**What needs to be done**. Pick out every line in the entries below that contains the string "Query", matching case exactly.

**Material for this task**.
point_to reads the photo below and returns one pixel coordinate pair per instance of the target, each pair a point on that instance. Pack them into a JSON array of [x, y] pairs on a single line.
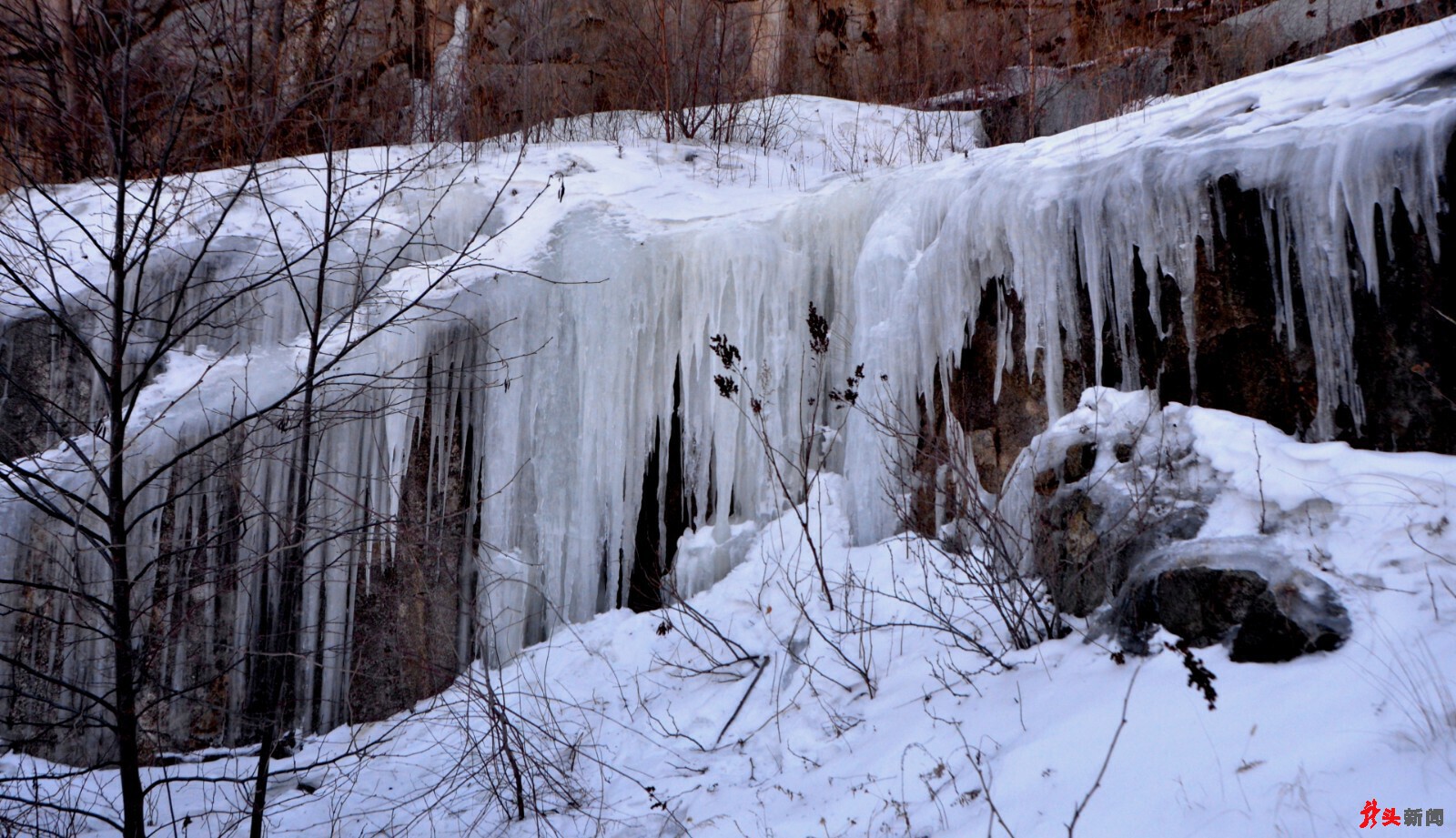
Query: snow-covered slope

==

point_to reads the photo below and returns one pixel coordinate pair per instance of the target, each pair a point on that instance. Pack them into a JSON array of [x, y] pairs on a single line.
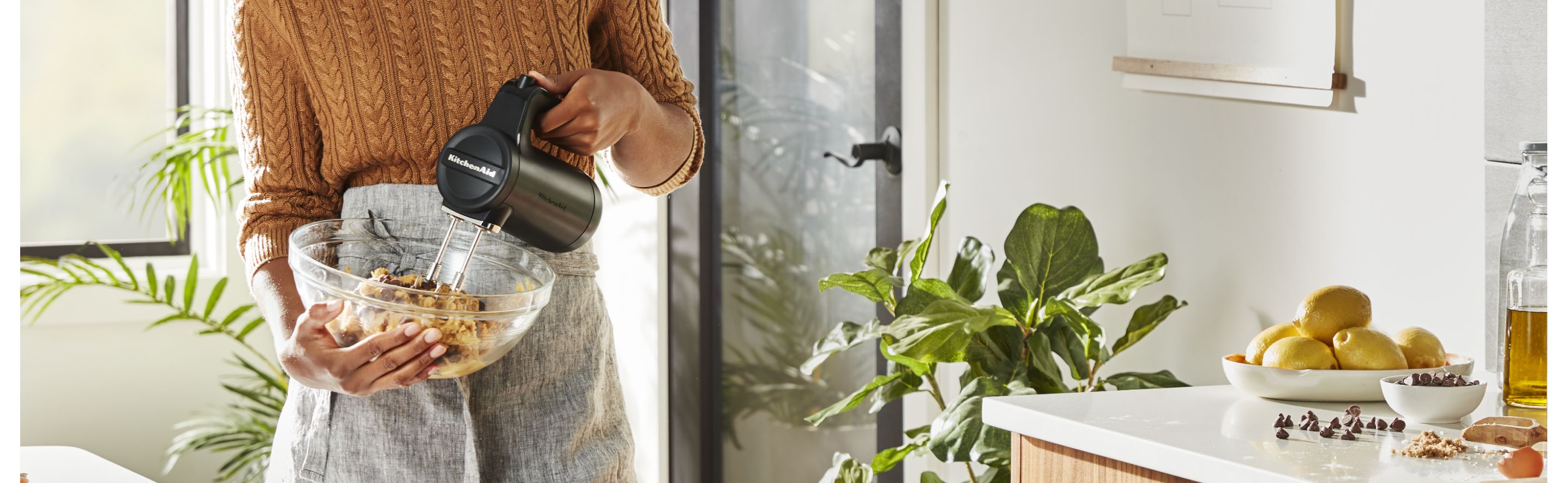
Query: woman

...

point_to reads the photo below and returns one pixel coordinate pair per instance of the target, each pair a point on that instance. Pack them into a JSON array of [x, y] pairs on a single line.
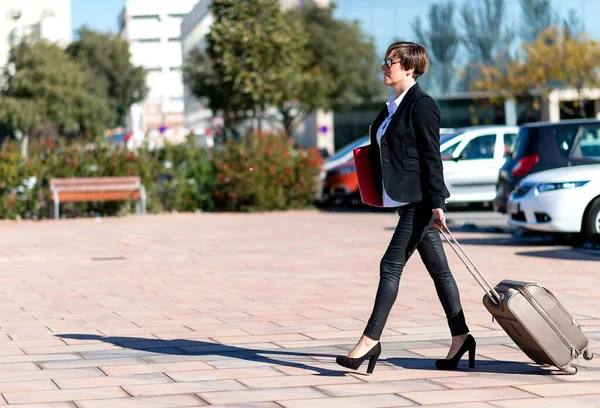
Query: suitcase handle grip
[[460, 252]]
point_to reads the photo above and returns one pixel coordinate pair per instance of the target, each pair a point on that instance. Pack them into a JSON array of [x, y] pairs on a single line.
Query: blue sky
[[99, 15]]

**Response below**.
Query: snow-covered slope
Query: woman
Query: suitcase handle grip
Query: blue sky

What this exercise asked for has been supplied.